According to the passage on Hubbell's recorded prison conversations, what sentence did David Hale receive on March 25, 1996?

## start SUPPLIED PASSAGE

Hints of Hubbell’s willingness to protect the Clintons were indicated in recordings made of conversations between him and his wife, Suzy, while Hubbell was serving his prison sentence. According to a Washington Post account of the exchanges, Hubbell was considering a lawsuit against his former law firm that might “embarrass his former partners” and discussed it with his wife. Suzy, who was then still holding a job as a political appointee within the Clinton administration, warned her husband that she had received warnings about his loyalty from Marsha Scott, a White House aide and “longtime friend of President Clinton.” 173

Quoting Scott, Suzy Hubbell told Webster he would lose his “public support if you open up Hillary to all this.” Characterizing her own understanding of that advice, Suzy concluded: “Well, by public support I know exactly what she means. I’m not stupid.” Hubbell replied: “I told you I will not do that. I will not raise those allegations that might open it up to Hillary.” 174

“I’m hearing the squeeze play,” said Suzy, after stating it was her understanding that her job could be in jeopardy if Hubbell sued the firm and angered the White House. Replying to this concern, her husband said: “So I need to roll over one more time.” 175

Suzy also asked if a lawsuit exploring overbillings at the law firm could cause troubles for Hillary Clinton. Hubbell replied with a non-answer warning: “We’re on a recorded phone, Suzy.” 176

According to the Post, Hubbell also spoke directly with Marsha Scott that day—March 25, 1996—and asked her: “Have I ever been disloyal?” 177

“Oh, God, no,” said Scott. 178

“And I am not going to be here,” replied Hubbell. 179

According to the Wall Street Journal, March 25, 1996, was also the day David Hale was “sentenced to 28 months in prison for defrauding the federal government.” 180  As a cooperating witness for the OIC, Hale testified that Bill Clinton and Jim McDougal had pressured him to make a $300,000 loan to Susan McDougal, at least some of which was deposited into a Whitewater Development Corporation account. 181  Jim McDougal corroborated Hale’s accusation and Susan McDougal was also convicted of crimes related to this loan. 182  183

The Washington Post account of Hubbell’s prison conversations with his wife also touches on media reports about payments he had received from the Lippo Group. “I’m not telling anybody what I did or what they paid me,” said Hubbell. 184

Noting the “pattern” of “generous payments made at the behest of the White House for amorphous professional services,” Starr speculated in his book about the investigation that Hubbell might have been receiving “hush money.” The former OIC chief’s opinion throughout his memoir was that Hubbell had not provided full and truthful testimony to the investigation. 185

Other Controversies

Several controversies regarding the personal, political and business conduct of Bill and Hillary Clinton have emerged since his 1992 Presidential campaign.

## end SUPPLIED PASSAGE
## start RAW DATA

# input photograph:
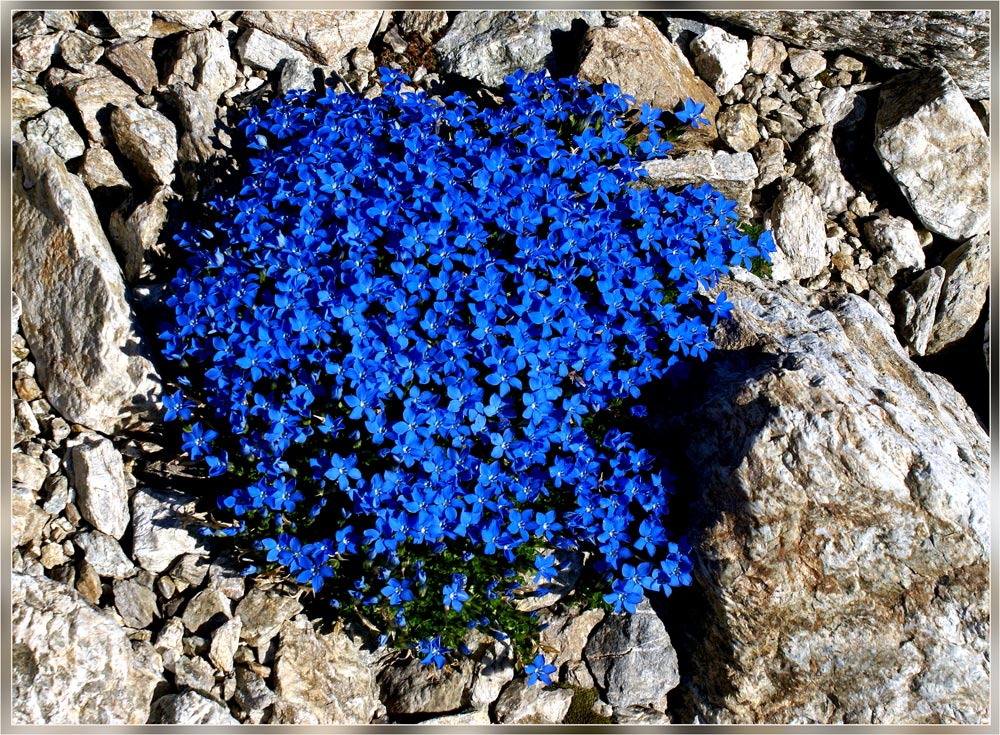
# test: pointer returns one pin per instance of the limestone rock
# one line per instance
(844, 516)
(325, 679)
(105, 555)
(95, 92)
(963, 293)
(767, 55)
(488, 45)
(738, 127)
(190, 708)
(819, 167)
(79, 49)
(204, 62)
(799, 233)
(521, 704)
(931, 142)
(424, 23)
(135, 63)
(35, 53)
(806, 63)
(918, 305)
(958, 40)
(721, 58)
(263, 614)
(148, 139)
(99, 170)
(408, 687)
(732, 174)
(27, 519)
(639, 59)
(76, 317)
(99, 478)
(632, 659)
(130, 24)
(135, 230)
(324, 36)
(159, 531)
(896, 239)
(71, 663)
(135, 603)
(262, 51)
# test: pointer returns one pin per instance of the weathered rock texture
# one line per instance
(959, 40)
(934, 146)
(638, 58)
(76, 317)
(489, 45)
(72, 663)
(844, 508)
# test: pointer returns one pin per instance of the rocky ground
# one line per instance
(839, 480)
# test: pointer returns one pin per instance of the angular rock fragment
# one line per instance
(799, 233)
(148, 139)
(76, 316)
(71, 663)
(489, 45)
(99, 479)
(636, 56)
(931, 142)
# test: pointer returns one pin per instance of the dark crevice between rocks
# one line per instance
(963, 364)
(705, 495)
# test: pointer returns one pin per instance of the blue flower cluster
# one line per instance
(402, 326)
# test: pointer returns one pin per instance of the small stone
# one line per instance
(737, 127)
(423, 23)
(819, 167)
(135, 603)
(224, 575)
(148, 139)
(917, 307)
(28, 471)
(896, 238)
(521, 704)
(130, 24)
(35, 53)
(194, 672)
(767, 55)
(79, 49)
(805, 63)
(721, 59)
(99, 170)
(206, 610)
(931, 142)
(225, 641)
(632, 659)
(252, 692)
(799, 233)
(134, 63)
(190, 708)
(963, 293)
(261, 51)
(99, 479)
(88, 583)
(160, 533)
(263, 613)
(204, 62)
(105, 555)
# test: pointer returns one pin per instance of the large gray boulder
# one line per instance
(842, 521)
(488, 45)
(932, 143)
(71, 663)
(76, 317)
(958, 40)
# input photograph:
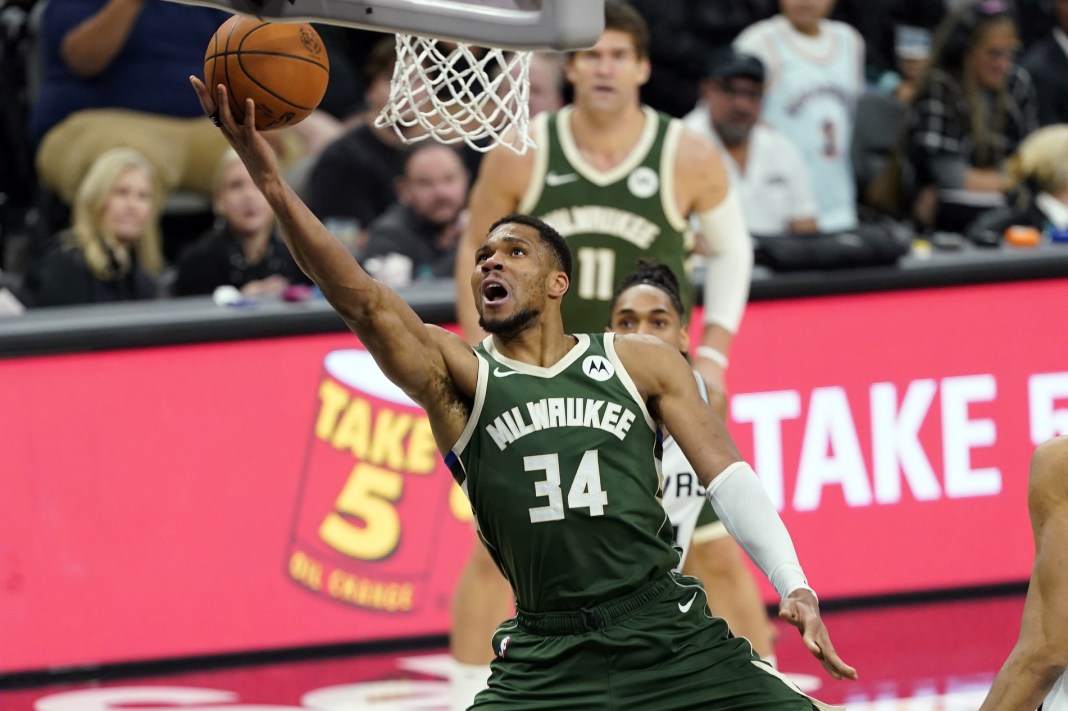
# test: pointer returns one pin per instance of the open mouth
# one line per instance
(493, 293)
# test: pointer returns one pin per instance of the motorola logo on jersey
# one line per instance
(643, 183)
(598, 368)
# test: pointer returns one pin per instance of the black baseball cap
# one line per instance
(729, 63)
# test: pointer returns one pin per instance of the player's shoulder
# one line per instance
(1049, 471)
(637, 350)
(692, 144)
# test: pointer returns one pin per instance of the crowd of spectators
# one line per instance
(829, 114)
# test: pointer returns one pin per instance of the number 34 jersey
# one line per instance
(561, 465)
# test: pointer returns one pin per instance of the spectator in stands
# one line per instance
(244, 250)
(815, 77)
(115, 73)
(681, 35)
(765, 167)
(1047, 61)
(971, 112)
(880, 120)
(427, 219)
(354, 179)
(112, 250)
(1036, 178)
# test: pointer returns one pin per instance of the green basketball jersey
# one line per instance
(561, 465)
(609, 219)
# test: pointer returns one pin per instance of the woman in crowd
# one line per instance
(111, 252)
(1037, 185)
(244, 249)
(971, 112)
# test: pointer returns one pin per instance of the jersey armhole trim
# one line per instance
(626, 379)
(480, 398)
(669, 201)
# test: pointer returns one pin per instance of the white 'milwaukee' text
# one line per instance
(550, 412)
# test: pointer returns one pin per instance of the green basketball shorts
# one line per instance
(657, 648)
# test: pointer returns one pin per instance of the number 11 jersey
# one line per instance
(609, 218)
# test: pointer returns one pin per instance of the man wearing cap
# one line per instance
(764, 166)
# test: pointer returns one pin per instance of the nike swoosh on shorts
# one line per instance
(553, 179)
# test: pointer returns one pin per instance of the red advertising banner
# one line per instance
(264, 494)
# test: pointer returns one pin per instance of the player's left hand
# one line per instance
(254, 149)
(801, 610)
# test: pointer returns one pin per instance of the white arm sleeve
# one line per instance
(729, 265)
(751, 519)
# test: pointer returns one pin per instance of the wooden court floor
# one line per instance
(937, 656)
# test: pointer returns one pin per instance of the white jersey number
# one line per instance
(585, 491)
(596, 272)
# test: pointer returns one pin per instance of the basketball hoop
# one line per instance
(454, 92)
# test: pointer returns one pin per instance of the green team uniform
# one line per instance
(560, 467)
(609, 219)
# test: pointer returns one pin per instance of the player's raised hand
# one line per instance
(801, 610)
(250, 144)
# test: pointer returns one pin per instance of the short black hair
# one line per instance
(548, 235)
(654, 273)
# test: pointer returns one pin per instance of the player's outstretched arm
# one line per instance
(424, 361)
(1040, 654)
(664, 379)
(728, 267)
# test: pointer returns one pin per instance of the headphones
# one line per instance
(959, 37)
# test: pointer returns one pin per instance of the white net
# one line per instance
(456, 92)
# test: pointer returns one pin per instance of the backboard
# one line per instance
(520, 25)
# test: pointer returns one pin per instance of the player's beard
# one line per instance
(511, 326)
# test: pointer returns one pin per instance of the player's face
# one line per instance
(607, 77)
(128, 206)
(647, 310)
(240, 203)
(805, 14)
(993, 54)
(436, 185)
(734, 105)
(509, 279)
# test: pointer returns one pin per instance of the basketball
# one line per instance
(281, 66)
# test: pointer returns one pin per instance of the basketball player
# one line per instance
(815, 77)
(1036, 668)
(531, 413)
(649, 302)
(618, 182)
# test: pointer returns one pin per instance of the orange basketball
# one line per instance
(281, 66)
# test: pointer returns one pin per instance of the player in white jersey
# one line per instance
(647, 301)
(815, 78)
(1037, 668)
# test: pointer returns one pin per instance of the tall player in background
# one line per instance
(1036, 668)
(618, 182)
(815, 78)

## end RAW DATA

* RESPONSE FOR THIS EXERCISE:
Hale was sentenced to 28 months in prison for defrauding the federal government.